REQUIRED TASK »
Reproduce as a numbered list the rows from the line containing "Expected: one point per instance of the player's ear, each" through the final line of the rows, both ends included, and omit any blank lines.

[Data records]
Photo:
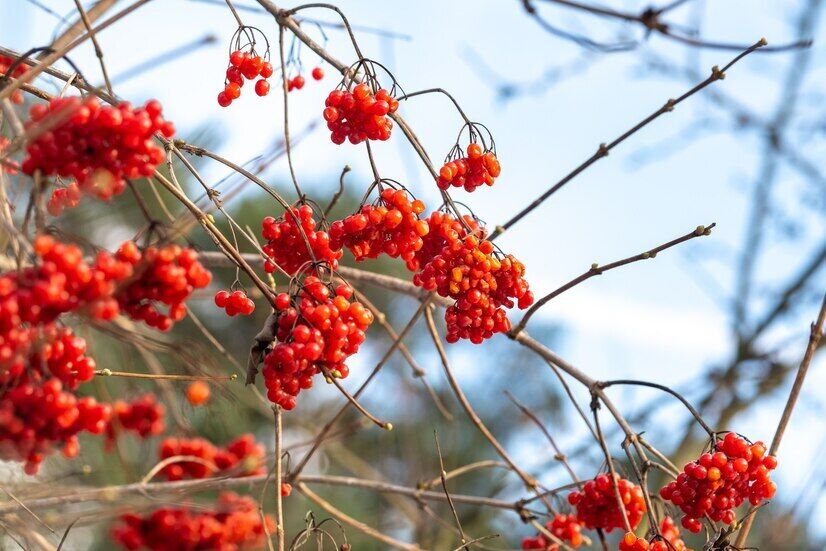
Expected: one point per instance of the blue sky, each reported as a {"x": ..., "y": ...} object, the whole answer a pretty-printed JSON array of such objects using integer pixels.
[{"x": 654, "y": 320}]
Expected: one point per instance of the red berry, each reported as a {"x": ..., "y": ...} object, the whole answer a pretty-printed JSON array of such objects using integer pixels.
[{"x": 262, "y": 87}]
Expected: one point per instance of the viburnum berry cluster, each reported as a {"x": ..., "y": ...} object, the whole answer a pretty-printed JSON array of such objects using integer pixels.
[
  {"x": 470, "y": 171},
  {"x": 483, "y": 284},
  {"x": 234, "y": 303},
  {"x": 317, "y": 329},
  {"x": 5, "y": 64},
  {"x": 294, "y": 242},
  {"x": 391, "y": 227},
  {"x": 35, "y": 419},
  {"x": 670, "y": 541},
  {"x": 243, "y": 455},
  {"x": 99, "y": 147},
  {"x": 144, "y": 416},
  {"x": 235, "y": 524},
  {"x": 670, "y": 531},
  {"x": 359, "y": 115},
  {"x": 564, "y": 527},
  {"x": 249, "y": 66},
  {"x": 719, "y": 482},
  {"x": 164, "y": 276},
  {"x": 596, "y": 503}
]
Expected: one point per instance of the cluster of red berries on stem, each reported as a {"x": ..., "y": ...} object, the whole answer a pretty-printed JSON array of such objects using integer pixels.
[
  {"x": 670, "y": 541},
  {"x": 483, "y": 284},
  {"x": 317, "y": 329},
  {"x": 295, "y": 241},
  {"x": 243, "y": 457},
  {"x": 245, "y": 65},
  {"x": 475, "y": 169},
  {"x": 167, "y": 275},
  {"x": 359, "y": 115},
  {"x": 234, "y": 525},
  {"x": 100, "y": 147},
  {"x": 719, "y": 482},
  {"x": 144, "y": 416},
  {"x": 597, "y": 507},
  {"x": 234, "y": 303},
  {"x": 35, "y": 419},
  {"x": 565, "y": 527},
  {"x": 5, "y": 64},
  {"x": 32, "y": 299},
  {"x": 391, "y": 227}
]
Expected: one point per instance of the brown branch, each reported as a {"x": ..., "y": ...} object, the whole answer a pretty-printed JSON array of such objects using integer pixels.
[
  {"x": 603, "y": 149},
  {"x": 596, "y": 269}
]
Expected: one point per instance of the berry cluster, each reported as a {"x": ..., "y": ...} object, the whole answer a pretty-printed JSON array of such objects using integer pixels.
[
  {"x": 596, "y": 504},
  {"x": 716, "y": 484},
  {"x": 443, "y": 231},
  {"x": 317, "y": 329},
  {"x": 5, "y": 64},
  {"x": 234, "y": 525},
  {"x": 482, "y": 284},
  {"x": 144, "y": 416},
  {"x": 63, "y": 355},
  {"x": 359, "y": 115},
  {"x": 245, "y": 65},
  {"x": 392, "y": 227},
  {"x": 63, "y": 198},
  {"x": 564, "y": 527},
  {"x": 234, "y": 303},
  {"x": 476, "y": 169},
  {"x": 197, "y": 393},
  {"x": 166, "y": 275},
  {"x": 243, "y": 454},
  {"x": 288, "y": 238},
  {"x": 100, "y": 147},
  {"x": 35, "y": 419},
  {"x": 670, "y": 532}
]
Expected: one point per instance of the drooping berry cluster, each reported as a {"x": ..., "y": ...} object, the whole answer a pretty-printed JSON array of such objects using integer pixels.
[
  {"x": 669, "y": 530},
  {"x": 249, "y": 66},
  {"x": 289, "y": 237},
  {"x": 391, "y": 227},
  {"x": 144, "y": 416},
  {"x": 99, "y": 147},
  {"x": 475, "y": 169},
  {"x": 57, "y": 352},
  {"x": 444, "y": 231},
  {"x": 671, "y": 542},
  {"x": 35, "y": 419},
  {"x": 242, "y": 457},
  {"x": 359, "y": 115},
  {"x": 317, "y": 329},
  {"x": 596, "y": 504},
  {"x": 482, "y": 283},
  {"x": 63, "y": 198},
  {"x": 716, "y": 484},
  {"x": 32, "y": 347},
  {"x": 5, "y": 64},
  {"x": 234, "y": 525},
  {"x": 234, "y": 303},
  {"x": 564, "y": 527},
  {"x": 167, "y": 276}
]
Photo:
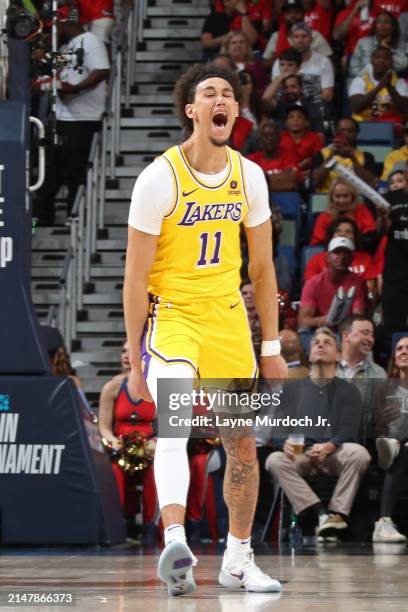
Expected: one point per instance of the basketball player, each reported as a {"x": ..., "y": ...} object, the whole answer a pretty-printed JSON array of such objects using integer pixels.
[{"x": 182, "y": 276}]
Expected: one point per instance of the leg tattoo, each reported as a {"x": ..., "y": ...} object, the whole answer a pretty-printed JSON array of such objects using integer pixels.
[{"x": 241, "y": 484}]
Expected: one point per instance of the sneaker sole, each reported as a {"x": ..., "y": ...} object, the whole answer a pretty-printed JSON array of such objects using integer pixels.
[
  {"x": 389, "y": 540},
  {"x": 229, "y": 582},
  {"x": 330, "y": 529},
  {"x": 174, "y": 568}
]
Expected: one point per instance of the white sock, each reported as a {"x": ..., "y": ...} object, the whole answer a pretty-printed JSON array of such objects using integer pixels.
[
  {"x": 237, "y": 548},
  {"x": 175, "y": 533}
]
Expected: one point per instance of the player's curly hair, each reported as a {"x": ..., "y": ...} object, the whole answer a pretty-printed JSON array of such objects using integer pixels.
[{"x": 185, "y": 89}]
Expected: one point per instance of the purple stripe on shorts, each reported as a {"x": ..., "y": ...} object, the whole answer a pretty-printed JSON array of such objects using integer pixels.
[{"x": 146, "y": 357}]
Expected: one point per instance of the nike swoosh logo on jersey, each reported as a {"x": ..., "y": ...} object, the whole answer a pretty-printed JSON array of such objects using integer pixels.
[{"x": 189, "y": 192}]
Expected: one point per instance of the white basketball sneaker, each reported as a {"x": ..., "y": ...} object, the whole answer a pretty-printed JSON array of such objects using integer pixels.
[
  {"x": 175, "y": 568},
  {"x": 247, "y": 575},
  {"x": 385, "y": 531}
]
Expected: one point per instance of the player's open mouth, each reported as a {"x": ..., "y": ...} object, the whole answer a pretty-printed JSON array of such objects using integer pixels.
[{"x": 220, "y": 120}]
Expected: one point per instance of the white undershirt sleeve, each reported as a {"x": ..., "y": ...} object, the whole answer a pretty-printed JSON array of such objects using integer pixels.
[
  {"x": 152, "y": 197},
  {"x": 258, "y": 194}
]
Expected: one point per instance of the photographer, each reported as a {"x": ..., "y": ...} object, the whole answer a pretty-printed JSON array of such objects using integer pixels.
[{"x": 80, "y": 105}]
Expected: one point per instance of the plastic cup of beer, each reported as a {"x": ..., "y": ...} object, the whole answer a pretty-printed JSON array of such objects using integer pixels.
[{"x": 298, "y": 443}]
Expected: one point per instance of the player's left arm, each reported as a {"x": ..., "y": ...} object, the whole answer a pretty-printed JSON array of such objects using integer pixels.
[{"x": 262, "y": 274}]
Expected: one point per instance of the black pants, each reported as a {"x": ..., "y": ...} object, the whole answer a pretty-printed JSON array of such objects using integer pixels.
[
  {"x": 66, "y": 164},
  {"x": 394, "y": 480}
]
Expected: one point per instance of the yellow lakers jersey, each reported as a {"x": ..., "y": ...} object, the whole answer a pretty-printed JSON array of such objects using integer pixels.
[{"x": 198, "y": 254}]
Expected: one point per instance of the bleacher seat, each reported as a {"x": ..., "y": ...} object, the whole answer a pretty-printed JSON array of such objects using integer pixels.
[
  {"x": 288, "y": 235},
  {"x": 288, "y": 251},
  {"x": 289, "y": 203},
  {"x": 376, "y": 132},
  {"x": 307, "y": 253},
  {"x": 317, "y": 204}
]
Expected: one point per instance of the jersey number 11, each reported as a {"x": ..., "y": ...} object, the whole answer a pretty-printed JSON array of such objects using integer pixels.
[{"x": 215, "y": 259}]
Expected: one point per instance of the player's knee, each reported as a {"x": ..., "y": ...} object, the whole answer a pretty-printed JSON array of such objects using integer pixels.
[{"x": 243, "y": 449}]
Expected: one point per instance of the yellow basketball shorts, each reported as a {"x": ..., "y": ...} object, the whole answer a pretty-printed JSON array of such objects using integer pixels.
[{"x": 212, "y": 336}]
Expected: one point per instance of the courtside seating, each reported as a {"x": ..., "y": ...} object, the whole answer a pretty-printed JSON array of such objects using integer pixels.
[
  {"x": 288, "y": 202},
  {"x": 288, "y": 235},
  {"x": 307, "y": 253},
  {"x": 288, "y": 251},
  {"x": 376, "y": 132},
  {"x": 317, "y": 204},
  {"x": 379, "y": 151}
]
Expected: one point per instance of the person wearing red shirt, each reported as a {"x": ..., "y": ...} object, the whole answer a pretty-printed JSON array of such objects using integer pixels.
[
  {"x": 119, "y": 415},
  {"x": 217, "y": 25},
  {"x": 343, "y": 203},
  {"x": 362, "y": 264},
  {"x": 319, "y": 16},
  {"x": 396, "y": 7},
  {"x": 297, "y": 144},
  {"x": 280, "y": 175},
  {"x": 98, "y": 17},
  {"x": 353, "y": 23},
  {"x": 319, "y": 291}
]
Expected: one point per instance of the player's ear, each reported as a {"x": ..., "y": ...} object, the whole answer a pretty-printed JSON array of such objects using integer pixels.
[{"x": 190, "y": 111}]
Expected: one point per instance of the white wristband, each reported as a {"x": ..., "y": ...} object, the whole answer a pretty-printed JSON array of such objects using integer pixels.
[{"x": 269, "y": 348}]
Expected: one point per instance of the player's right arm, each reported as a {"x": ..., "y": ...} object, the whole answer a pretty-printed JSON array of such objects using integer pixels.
[
  {"x": 151, "y": 199},
  {"x": 139, "y": 260}
]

OUTPUT »
1. Expected: one point per instance of the player's ear, each reported as a {"x": ..., "y": ...} object, the whole answer a pretty-printed JSON array of such objects using integer pixels.
2. [{"x": 190, "y": 111}]
3. Expected: one point per instance of the white wristband, each reported as a {"x": ..., "y": ...} object, the whole answer a pretty-printed JSON array of such objects using integer pixels.
4. [{"x": 269, "y": 348}]
5. Expected: one point per instance of the player's right arm, each reported as a {"x": ..., "y": ...} object, the whole answer a pretty-printed JSON array of such objects using integer pixels.
6. [
7.   {"x": 151, "y": 199},
8.   {"x": 139, "y": 260}
9. ]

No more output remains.